Trecho selecionado
Em novembro de 2015 rompeu-se no Brasil uma barragem de rejeitos de mineração de ferro, causando aquele que é considerado o maior desastre socioambiental do país no setor mineral. A barragem de Fundão, como era conhecida, pertencia ao complexo industrial da empresa Samarco Mineração S.A., controlada pelas multinacionais Vale S.A. e BHP Billinton, situada no município de Mariana, estado de Minas Gerias.
Seu rompimento liberou cerca de 45 milhões de metros cúbicos de lama, provocando uma onda de devastação que atingiu rios da bacia hidrográfica do Rio Doce, tais como o Rio Gualaxo do Norte e o Ribeirão do Carmo, chegando até o Oceano Atlântico, a uma distância de aproximadamente 650 km do local do desastre (Figura 1). Dezenove pessoas perderam a vida, além de milhares de árvores, animais e microrganismos. Houve também a destruição de culturas agrícolas, estruturas urbanas e o extermínio do distrito de Bento Rodrigues, em Mariana.

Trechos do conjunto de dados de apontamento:
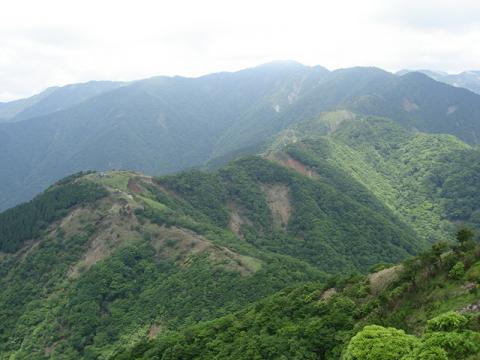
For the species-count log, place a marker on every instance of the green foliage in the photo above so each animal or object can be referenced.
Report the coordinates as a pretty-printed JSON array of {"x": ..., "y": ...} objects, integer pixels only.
[
  {"x": 26, "y": 221},
  {"x": 457, "y": 271},
  {"x": 378, "y": 343},
  {"x": 327, "y": 216}
]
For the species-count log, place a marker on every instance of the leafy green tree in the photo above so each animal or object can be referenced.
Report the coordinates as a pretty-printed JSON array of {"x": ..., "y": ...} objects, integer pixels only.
[
  {"x": 376, "y": 342},
  {"x": 457, "y": 271}
]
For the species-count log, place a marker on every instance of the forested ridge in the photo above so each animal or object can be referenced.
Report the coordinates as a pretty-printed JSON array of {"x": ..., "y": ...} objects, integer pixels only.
[{"x": 289, "y": 253}]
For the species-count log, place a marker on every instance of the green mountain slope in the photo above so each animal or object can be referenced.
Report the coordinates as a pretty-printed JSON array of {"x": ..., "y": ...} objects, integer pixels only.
[
  {"x": 161, "y": 125},
  {"x": 101, "y": 259},
  {"x": 319, "y": 321},
  {"x": 467, "y": 79}
]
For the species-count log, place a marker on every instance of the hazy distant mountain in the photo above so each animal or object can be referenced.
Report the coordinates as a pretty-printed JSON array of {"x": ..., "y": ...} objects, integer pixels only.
[
  {"x": 102, "y": 264},
  {"x": 165, "y": 124},
  {"x": 468, "y": 79}
]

Lista de tarefas
a: Segundo o texto sobre a barragem de Fundão, quantos metros cúbicos de lama foram liberados com o rompimento?
b: Imprima sem nenhuma alteração os registros desde a linha que contém "of the hazy" até o final dos registros.

Resultados em ordem
a: Cerca de 45 milhões de metros cúbicos de lama.

b:
For the species-count log, place a marker on every instance of the hazy distant mountain in the photo above so each animal or object can be referenced.
Report the coordinates as a pretty-printed JSON array of {"x": ..., "y": ...} objects, integer pixels only.
[
  {"x": 102, "y": 264},
  {"x": 165, "y": 124},
  {"x": 468, "y": 79}
]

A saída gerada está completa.